▸ **The request**
Could you render the lines of the records below as a numbered list, omitting any blank lines and leaving out the pictures?

(Stored dataset items)

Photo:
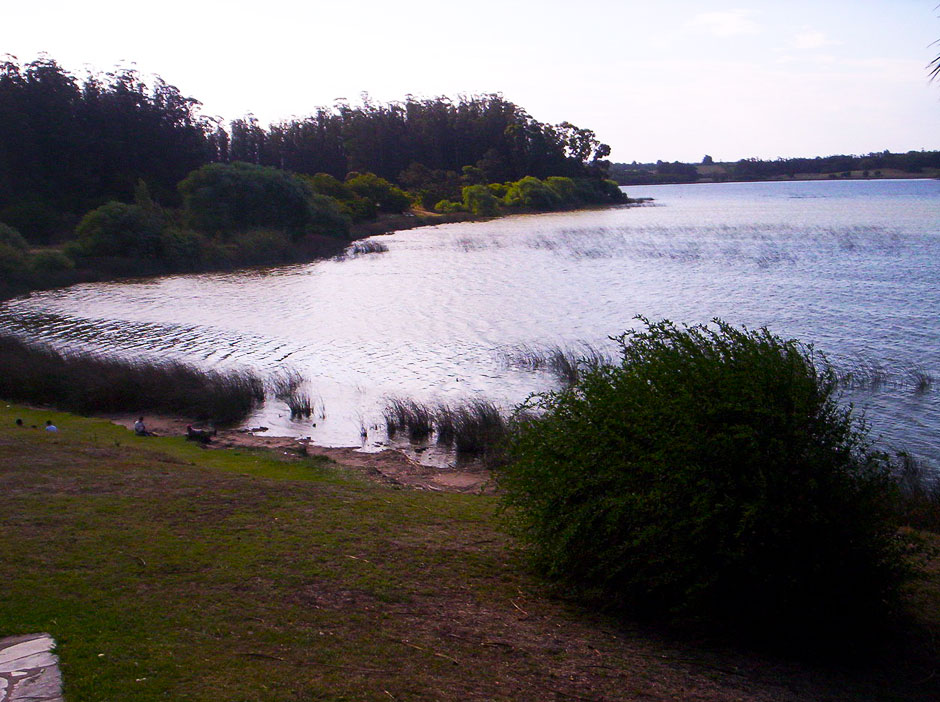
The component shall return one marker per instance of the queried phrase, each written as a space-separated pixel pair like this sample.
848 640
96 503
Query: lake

▸ **Task solution**
1. Photo:
2. The component shall return one marker per instance of the queried phrase, each written as a space-separated pixel pair like this sample.
3. 848 640
4. 96 503
5. Query: lake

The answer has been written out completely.